**Data to use**

• • • • •

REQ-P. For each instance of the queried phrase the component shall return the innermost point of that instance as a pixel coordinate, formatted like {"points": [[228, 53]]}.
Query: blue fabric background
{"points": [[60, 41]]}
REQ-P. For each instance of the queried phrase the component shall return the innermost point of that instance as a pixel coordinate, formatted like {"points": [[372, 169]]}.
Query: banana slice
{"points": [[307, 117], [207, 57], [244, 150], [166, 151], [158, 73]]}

• • • • •

**Brief**
Looking at the material above, state the number of lines that contain the word "like". Give nothing but that number.

**Finished task**
2